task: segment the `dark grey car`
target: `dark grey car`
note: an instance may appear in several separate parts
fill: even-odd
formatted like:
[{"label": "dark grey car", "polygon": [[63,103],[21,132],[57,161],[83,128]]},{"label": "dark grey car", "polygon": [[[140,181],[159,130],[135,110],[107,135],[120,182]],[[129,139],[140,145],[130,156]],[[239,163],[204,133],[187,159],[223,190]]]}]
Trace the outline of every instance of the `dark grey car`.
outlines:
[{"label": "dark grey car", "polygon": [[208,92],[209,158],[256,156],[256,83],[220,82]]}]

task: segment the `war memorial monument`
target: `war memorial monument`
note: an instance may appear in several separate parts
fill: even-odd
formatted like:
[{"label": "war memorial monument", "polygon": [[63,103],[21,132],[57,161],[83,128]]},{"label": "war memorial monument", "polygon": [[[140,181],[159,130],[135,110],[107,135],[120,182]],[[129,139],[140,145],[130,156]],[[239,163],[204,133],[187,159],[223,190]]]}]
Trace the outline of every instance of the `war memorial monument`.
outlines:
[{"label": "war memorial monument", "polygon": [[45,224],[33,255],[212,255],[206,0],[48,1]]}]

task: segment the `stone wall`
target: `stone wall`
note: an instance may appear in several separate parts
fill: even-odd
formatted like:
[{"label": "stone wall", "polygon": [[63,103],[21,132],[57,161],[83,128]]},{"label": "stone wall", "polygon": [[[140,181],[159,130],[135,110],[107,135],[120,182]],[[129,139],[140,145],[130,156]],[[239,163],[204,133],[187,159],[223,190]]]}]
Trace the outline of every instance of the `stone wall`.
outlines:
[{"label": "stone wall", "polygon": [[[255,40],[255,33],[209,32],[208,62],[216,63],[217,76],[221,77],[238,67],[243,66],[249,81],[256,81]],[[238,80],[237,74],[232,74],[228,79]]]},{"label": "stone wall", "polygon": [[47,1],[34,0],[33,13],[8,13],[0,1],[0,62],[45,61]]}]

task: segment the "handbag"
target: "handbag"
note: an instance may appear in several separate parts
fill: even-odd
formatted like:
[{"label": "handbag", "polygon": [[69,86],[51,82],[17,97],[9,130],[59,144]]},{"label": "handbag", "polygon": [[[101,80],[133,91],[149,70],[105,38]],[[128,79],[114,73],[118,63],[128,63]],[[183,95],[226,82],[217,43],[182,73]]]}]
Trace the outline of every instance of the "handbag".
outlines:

Task to carry out => Set down the entries above again, word for word.

Exercise answer =>
task: segment the `dark grey car`
target: `dark grey car`
note: an instance may appear in several separate parts
fill: even-odd
formatted like:
[{"label": "dark grey car", "polygon": [[63,103],[21,132],[57,161],[83,128]]},{"label": "dark grey car", "polygon": [[[140,181],[159,130],[135,110],[107,135],[120,182]],[[129,139],[140,145],[130,156]],[[239,163],[204,133],[187,159],[223,190]]]}]
Trace the outline of every instance of the `dark grey car`.
outlines:
[{"label": "dark grey car", "polygon": [[208,92],[209,158],[256,156],[256,83],[220,82]]}]

task: segment the `war memorial monument`
target: `war memorial monument`
note: an instance may appear in several separate parts
fill: even-odd
formatted like:
[{"label": "war memorial monument", "polygon": [[63,103],[21,132],[57,161],[83,128]]},{"label": "war memorial monument", "polygon": [[[140,181],[159,130],[135,110],[107,135],[120,182]],[[129,139],[140,145],[130,156]],[[239,163],[204,133],[187,159],[223,190]]]}]
Trace the outline of every instance of the `war memorial monument`.
outlines:
[{"label": "war memorial monument", "polygon": [[45,224],[33,255],[212,255],[206,0],[48,1]]}]

task: segment the `stone wall`
target: `stone wall`
note: an instance may appear in several separate parts
fill: even-odd
formatted like:
[{"label": "stone wall", "polygon": [[63,103],[21,132],[57,161],[83,128]]},{"label": "stone wall", "polygon": [[[140,181],[159,130],[135,110],[107,135],[120,182]],[[129,139],[140,145],[130,156]],[[239,163],[204,133],[187,159],[223,190]]]}]
Trace the outline of every instance of the `stone wall`.
outlines:
[{"label": "stone wall", "polygon": [[[255,40],[255,33],[209,32],[208,62],[216,63],[217,76],[221,77],[238,67],[243,66],[249,81],[256,81]],[[238,80],[237,74],[232,74],[228,79]]]},{"label": "stone wall", "polygon": [[47,1],[34,0],[33,13],[8,13],[0,1],[0,62],[45,61]]}]

task: segment the "handbag"
target: "handbag"
note: an instance may appear in several separate parts
fill: even-odd
formatted like:
[{"label": "handbag", "polygon": [[69,86],[51,82],[17,97],[9,130],[59,144]]},{"label": "handbag", "polygon": [[[101,80],[133,91],[149,70],[105,38]],[[128,79],[114,73],[118,63],[128,63]],[[183,95],[226,82],[217,43],[182,73]]]}]
Trace the outline of every instance of the "handbag".
outlines:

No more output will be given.